• [Prompt] Please find every line in the records below that contains the word "black", matching case exactly, and copy each of those lines.

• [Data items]
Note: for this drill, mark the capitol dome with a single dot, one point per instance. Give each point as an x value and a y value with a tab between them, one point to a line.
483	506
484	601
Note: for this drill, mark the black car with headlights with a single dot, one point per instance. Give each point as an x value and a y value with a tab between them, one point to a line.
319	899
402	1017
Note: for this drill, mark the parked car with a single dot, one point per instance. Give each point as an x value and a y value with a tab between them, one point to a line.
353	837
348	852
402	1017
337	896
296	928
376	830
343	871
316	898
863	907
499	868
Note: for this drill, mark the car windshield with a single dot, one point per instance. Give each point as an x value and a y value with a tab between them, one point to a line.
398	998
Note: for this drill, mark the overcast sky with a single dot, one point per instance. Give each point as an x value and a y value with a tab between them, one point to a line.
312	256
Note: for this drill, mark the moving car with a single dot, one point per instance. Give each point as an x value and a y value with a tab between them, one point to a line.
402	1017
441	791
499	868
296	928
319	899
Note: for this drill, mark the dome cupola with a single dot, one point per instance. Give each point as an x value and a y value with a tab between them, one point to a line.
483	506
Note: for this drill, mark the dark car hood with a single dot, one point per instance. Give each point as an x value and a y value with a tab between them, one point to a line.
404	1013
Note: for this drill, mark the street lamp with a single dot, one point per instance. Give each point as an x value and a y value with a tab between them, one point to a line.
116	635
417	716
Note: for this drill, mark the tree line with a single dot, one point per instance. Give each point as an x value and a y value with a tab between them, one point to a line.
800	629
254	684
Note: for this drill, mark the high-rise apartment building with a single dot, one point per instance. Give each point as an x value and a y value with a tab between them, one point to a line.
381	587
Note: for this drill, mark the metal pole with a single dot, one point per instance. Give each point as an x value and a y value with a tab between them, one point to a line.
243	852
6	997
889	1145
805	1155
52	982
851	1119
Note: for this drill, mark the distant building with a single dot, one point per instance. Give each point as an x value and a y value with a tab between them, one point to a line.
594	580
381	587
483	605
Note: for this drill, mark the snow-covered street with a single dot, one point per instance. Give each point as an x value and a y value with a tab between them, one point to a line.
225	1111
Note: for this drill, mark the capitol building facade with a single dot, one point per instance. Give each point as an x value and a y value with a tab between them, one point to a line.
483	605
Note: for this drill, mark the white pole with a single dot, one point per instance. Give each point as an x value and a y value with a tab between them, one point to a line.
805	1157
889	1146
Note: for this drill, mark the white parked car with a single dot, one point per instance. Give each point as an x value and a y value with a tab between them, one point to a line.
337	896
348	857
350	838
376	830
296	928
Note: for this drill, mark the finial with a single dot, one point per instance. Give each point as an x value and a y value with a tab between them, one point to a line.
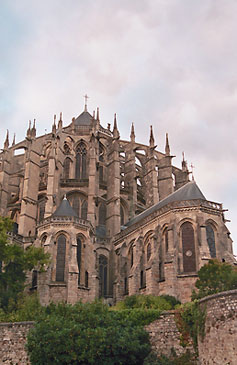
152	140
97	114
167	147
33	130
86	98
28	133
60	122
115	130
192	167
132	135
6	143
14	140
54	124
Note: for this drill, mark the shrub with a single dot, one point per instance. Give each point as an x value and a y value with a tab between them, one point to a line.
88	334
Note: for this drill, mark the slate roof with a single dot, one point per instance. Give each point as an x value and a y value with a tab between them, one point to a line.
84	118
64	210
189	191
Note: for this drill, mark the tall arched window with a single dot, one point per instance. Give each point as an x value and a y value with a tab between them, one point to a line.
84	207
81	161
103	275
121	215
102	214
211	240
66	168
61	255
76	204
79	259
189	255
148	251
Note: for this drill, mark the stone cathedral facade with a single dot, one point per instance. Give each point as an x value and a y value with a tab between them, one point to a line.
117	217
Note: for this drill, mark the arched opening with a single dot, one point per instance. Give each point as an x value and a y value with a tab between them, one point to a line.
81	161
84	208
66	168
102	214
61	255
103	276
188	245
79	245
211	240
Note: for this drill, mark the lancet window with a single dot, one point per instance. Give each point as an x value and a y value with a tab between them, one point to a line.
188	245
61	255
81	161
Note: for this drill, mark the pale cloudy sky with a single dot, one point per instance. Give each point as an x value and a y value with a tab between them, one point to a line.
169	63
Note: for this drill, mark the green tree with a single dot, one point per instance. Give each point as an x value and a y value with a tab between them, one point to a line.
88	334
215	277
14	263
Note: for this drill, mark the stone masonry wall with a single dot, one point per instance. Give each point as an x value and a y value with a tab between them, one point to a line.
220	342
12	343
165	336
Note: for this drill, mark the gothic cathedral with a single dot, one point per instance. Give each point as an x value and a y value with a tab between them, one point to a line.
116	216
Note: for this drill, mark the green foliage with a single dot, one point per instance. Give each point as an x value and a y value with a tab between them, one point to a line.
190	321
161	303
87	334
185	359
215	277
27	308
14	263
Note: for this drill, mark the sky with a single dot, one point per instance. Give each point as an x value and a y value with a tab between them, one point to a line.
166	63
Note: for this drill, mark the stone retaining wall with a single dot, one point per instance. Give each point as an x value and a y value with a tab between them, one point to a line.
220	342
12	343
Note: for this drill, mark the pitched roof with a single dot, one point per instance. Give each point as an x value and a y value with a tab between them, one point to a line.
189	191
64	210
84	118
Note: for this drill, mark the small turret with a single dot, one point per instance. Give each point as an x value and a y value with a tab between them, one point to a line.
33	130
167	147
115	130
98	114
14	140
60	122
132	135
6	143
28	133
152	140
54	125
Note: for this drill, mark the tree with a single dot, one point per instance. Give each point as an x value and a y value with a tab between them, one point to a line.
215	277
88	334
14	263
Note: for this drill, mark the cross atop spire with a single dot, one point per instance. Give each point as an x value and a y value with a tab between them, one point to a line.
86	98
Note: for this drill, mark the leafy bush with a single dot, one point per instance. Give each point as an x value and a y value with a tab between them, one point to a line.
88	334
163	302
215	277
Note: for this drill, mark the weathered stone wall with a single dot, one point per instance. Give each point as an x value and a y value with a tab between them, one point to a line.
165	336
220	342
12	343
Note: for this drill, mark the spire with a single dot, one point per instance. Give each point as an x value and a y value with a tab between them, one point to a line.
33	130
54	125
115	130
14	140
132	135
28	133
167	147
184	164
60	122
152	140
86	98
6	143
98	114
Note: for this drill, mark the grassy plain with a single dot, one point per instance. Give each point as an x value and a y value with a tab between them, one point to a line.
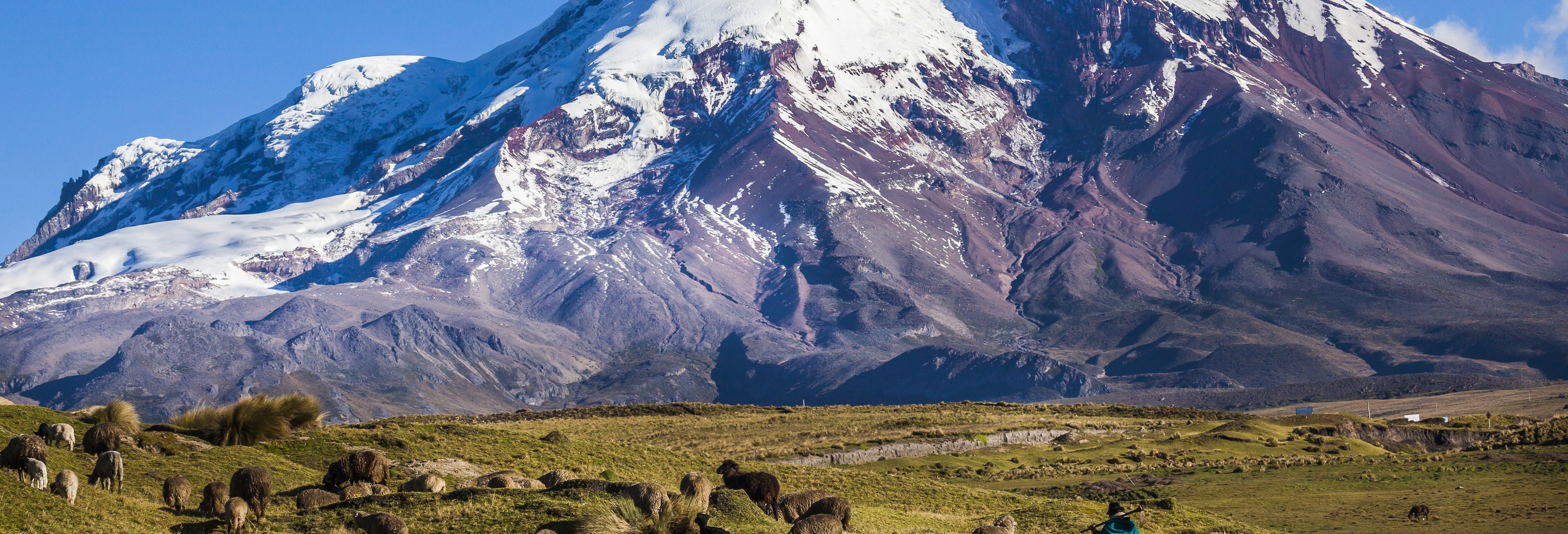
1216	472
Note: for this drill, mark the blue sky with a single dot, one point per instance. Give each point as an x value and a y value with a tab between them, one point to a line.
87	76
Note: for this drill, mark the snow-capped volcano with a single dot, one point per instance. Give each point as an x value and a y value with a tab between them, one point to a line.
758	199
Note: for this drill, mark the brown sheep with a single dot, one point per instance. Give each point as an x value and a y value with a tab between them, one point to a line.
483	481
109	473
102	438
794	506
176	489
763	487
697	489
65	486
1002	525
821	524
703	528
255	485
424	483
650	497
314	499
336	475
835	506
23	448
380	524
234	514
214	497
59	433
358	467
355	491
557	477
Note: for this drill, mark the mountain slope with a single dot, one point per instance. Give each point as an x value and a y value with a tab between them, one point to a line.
---
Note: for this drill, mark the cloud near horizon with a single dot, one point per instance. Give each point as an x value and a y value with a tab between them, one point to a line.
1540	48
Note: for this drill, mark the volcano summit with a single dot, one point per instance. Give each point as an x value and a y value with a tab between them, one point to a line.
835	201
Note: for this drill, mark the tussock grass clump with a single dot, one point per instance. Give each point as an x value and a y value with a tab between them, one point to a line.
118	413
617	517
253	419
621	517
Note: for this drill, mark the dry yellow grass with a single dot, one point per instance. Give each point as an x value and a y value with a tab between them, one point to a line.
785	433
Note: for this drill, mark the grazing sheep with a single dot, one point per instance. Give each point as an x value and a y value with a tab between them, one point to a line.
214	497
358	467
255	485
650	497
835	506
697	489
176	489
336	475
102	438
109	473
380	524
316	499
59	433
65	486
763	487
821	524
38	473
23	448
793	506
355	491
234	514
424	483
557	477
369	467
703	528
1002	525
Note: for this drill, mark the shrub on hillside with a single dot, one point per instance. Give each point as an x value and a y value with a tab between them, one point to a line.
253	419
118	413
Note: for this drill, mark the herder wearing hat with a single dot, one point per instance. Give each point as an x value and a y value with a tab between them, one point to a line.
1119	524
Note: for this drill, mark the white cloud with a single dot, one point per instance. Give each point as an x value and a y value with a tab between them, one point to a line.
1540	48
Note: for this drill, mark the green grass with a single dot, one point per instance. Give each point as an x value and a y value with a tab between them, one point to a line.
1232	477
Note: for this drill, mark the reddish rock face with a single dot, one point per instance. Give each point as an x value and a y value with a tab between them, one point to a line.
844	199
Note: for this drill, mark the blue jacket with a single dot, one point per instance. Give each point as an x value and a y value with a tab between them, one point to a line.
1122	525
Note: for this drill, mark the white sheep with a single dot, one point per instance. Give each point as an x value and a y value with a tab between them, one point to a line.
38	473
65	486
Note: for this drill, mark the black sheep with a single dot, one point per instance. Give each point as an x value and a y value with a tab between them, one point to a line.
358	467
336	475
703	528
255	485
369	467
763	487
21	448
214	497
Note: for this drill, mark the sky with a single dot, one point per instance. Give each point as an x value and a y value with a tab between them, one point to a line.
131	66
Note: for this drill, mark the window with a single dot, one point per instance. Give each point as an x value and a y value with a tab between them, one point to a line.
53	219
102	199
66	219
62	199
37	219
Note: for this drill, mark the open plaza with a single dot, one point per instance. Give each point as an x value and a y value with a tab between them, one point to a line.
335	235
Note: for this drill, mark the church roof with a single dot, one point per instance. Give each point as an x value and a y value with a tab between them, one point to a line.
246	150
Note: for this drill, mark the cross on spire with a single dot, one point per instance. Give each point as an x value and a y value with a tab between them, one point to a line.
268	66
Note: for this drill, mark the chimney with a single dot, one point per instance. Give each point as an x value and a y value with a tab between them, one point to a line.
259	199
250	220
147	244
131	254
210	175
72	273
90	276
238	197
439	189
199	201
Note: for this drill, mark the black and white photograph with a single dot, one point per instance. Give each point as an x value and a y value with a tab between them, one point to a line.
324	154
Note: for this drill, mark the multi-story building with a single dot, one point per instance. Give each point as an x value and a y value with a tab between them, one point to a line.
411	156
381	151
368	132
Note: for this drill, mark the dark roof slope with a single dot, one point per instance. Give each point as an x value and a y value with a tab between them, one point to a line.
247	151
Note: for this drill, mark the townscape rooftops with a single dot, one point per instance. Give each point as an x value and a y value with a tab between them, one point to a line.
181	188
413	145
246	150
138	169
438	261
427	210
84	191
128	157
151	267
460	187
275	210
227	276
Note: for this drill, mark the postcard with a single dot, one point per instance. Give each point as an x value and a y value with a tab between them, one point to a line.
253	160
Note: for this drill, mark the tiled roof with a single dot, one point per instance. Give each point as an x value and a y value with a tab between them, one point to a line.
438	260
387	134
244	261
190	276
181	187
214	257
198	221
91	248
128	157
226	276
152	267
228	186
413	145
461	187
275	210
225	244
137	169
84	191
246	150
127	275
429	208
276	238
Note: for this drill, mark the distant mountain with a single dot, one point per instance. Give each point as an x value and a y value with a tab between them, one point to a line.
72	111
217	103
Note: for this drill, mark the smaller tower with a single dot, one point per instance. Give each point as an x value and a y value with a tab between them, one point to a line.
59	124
...
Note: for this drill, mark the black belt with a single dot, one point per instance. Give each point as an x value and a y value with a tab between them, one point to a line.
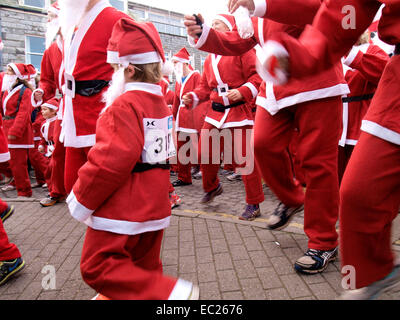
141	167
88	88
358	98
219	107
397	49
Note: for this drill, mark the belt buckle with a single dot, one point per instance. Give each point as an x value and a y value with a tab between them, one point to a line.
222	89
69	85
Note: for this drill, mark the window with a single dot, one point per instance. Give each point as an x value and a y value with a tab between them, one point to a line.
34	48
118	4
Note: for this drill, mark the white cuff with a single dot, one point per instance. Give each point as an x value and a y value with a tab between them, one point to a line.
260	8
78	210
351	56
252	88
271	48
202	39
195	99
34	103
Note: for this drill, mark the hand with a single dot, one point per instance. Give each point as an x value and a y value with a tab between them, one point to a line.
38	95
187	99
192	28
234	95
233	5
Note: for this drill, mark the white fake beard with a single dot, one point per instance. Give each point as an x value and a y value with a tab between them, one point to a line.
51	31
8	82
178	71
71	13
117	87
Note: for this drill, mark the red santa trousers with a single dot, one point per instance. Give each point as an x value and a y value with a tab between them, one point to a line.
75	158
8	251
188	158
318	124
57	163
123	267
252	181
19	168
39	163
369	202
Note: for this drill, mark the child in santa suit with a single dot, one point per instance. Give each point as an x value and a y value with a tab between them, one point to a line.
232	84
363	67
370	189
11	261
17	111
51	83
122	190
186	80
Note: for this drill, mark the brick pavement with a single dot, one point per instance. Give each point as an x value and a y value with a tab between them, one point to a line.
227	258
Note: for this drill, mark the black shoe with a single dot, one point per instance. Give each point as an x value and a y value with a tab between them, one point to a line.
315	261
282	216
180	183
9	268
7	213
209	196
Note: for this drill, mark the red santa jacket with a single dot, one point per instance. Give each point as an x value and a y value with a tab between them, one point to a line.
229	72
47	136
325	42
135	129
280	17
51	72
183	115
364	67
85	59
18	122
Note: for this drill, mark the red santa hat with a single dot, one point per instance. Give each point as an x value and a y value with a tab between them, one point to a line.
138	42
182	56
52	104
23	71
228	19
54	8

• [Response for this exercise]
Note: for this drill, mark the black car with headlights with a single dot, one point per instance. Give each point as an x value and a y value with a tab between them, one point to a line.
Note: for this drill, mark the black sheep with a single dot, one point per instance. Give each point as an x value and a y value with a tab between them, one point to a line.
Note: for this drill, mark the black and white photograph with a single dot, one point per instance. Give each point as an x value and a y value with a tab between them, one point to a line.
Note: for this drill, mark the black belt with a single dot, one point per instance. Give each point as an x value and a y value with a tab between them, one point to a line.
Note: for this drill, mark the black shoe with a single dot, one point per instance. Give each point as an x value and a y value with a tab between them, one point to a line.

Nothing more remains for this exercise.